#### GIVEN EXERCISE 1
Using the article on Crestway High School's matric results, answer:
(a) What pass rate did Crestway record in 2022?
(b) How many of the learners who passed obtained a Bachelor's admission pass?
(c) Whose leadership programme was the school's senior management team enrolled in?
[DOCUMENT SECTION start]
High school in Retreat is province’s worst performing school with 35.9% matric pass rate

Blame game after 37 out of 103 learners at Retreat high school pass their NSC exams. Picture: Cindy Waxa/Independent Newspapers (Archive)

Blame game after 37 out of 103 learners at Retreat high school pass their NSC exams. Picture: Cindy Waxa/Independent Newspapers (Archive)

Published Jan 23, 2024


With a matric pass rate of only 35.9%, Crestway High School in Retreat officially became the province’s worst performing school during the matric 2023 NSC exams.

According to the 2023 National Senior Certificate exam results school performance report, Crestway High accounted for the one school out of 454 schools in the province that had a pass rate of between 20 and 39.9%.

The Western Cape achieved an overall pass rate of 81.54% in 2023.

In 2021, Crestway recorded a pass rate of 58.2% and 58.6% in 2022.

The Western Cape Education Department told the Cape Argus that out of 103 learners that wrote, only 37 passed.

Eleven of the 37 managed to obtain a Bachelor’s admission pass.

Parents for Equal Education SA (Peesa) founder Vanessa le Roux said that the results were a reflection of a system and school management that failed the learners instead of learners failing matric.

“When you see a pass mark of only 35%, which is a daring number, you should start looking at the school and throwing questions their way, as well as to the WCED.

“Reason why I say this is because surely this pattern should’ve been picked up during the June exam already, and if it was, what type of intervention was there?

“The majority of high schools shift their focus to matriculants. Extra resources and time goes into their education, so what went wrong here? If it was 30% that failed then we could look at the ‘lazy learner’ aspect, but not when only 30% passed,” she said.

Le Roux added that the school, student governing body and WCED should be the ones taking responsibility.

“There are schools in bad, gang-infested areas that did much better, so circumstances can’t be a factor in this case; someone needs to take accountability.

“We need to ask how the department did not pick it up in June already. Did the SGB inform parents, did the school management inform the department? Because clearly these learners were failed by someone, almost a whole school? I believe a child will never want the embarrassment of failing matric.

“This is stupidity at its best from those you would think would make informed decisions,” Le Roux said.

The WCED in turn said that the district’s head of curriculum would be meeting with the school to analyse the individual subject results in detail.

“This is so that lesson plans to address the areas that need extra attention can be provided by our subject advisers.

“Grade 12s will also attend Saturday classes this year, and additional training will be given to teachers.

“The school’s senior management team has also been enrolled in the Cape Teaching and Leadership Institute’s leadership programme, as they were identified as needing additional support at the end of last year,” the department said.

The WCED added that the district director and management team will meet with all underperforming schools to guide them in the development of improvement plans, and will monitor progress in the implementation of these plans closely over the coming year.

“The district director also visits the Grade 12 learners, teachers and school management teams to encourage and motivate them.”
[DOCUMENT SECTION end]
[SUPPLIED MATERIAL start]
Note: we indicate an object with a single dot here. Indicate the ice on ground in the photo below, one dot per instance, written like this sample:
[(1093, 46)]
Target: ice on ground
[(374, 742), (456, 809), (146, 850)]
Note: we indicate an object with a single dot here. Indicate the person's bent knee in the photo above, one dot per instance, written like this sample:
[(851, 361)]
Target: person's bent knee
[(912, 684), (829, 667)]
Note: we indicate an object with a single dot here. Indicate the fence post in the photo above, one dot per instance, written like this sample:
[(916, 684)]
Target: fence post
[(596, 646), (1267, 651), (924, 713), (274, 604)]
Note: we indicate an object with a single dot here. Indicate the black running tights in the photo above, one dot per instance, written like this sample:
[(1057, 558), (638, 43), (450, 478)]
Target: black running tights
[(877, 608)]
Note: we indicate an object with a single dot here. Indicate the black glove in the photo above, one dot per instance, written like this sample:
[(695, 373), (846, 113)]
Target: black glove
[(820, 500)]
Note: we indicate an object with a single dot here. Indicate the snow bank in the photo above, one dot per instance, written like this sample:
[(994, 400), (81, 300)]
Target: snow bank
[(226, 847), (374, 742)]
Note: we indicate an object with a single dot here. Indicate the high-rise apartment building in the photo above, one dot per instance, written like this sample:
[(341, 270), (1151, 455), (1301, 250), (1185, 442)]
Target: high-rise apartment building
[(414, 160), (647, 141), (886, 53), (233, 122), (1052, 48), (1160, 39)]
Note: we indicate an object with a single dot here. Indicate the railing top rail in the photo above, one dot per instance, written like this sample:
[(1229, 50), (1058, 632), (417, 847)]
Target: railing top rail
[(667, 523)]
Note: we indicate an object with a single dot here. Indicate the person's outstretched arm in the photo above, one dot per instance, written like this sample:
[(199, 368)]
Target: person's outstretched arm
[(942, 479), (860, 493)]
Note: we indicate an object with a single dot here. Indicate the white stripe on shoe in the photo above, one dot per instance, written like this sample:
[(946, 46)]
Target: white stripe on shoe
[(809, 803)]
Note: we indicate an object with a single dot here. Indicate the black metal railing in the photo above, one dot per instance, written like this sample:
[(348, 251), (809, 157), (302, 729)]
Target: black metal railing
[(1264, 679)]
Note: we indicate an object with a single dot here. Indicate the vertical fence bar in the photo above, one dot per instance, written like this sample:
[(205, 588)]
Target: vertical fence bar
[SUPPLIED MATERIAL end]
#### GIVEN EXERCISE 2
Rewrite the records as a numbered list, leaving out blank lines. Begin with the first line of the records and stop after the line containing "[(820, 500)]".

#### FULL SOLUTION 1
(a) 58.6%
(b) Eleven
(c) The Cape Teaching and Leadership Institute's

#### FULL SOLUTION 2
1. Note: we indicate an object with a single dot here. Indicate the ice on ground in the photo below, one dot per instance, written like this sample:
2. [(1093, 46)]
3. Target: ice on ground
4. [(374, 742), (456, 809), (146, 850)]
5. Note: we indicate an object with a single dot here. Indicate the person's bent knee in the photo above, one dot per instance, written like this sample:
6. [(851, 361)]
7. Target: person's bent knee
8. [(912, 684), (829, 667)]
9. Note: we indicate an object with a single dot here. Indicate the fence post in the photo above, one dot per instance, written like this sample:
10. [(916, 684)]
11. Target: fence post
12. [(596, 646), (1267, 651), (924, 713), (274, 604)]
13. Note: we indicate an object with a single dot here. Indicate the black running tights in the photo above, one dot per instance, written like this sample:
14. [(1057, 558), (638, 43), (450, 478)]
15. Target: black running tights
16. [(877, 608)]
17. Note: we indicate an object with a single dot here. Indicate the black glove in the photo above, one dot per instance, written like this sample:
18. [(695, 373), (846, 113)]
19. Target: black glove
20. [(820, 500)]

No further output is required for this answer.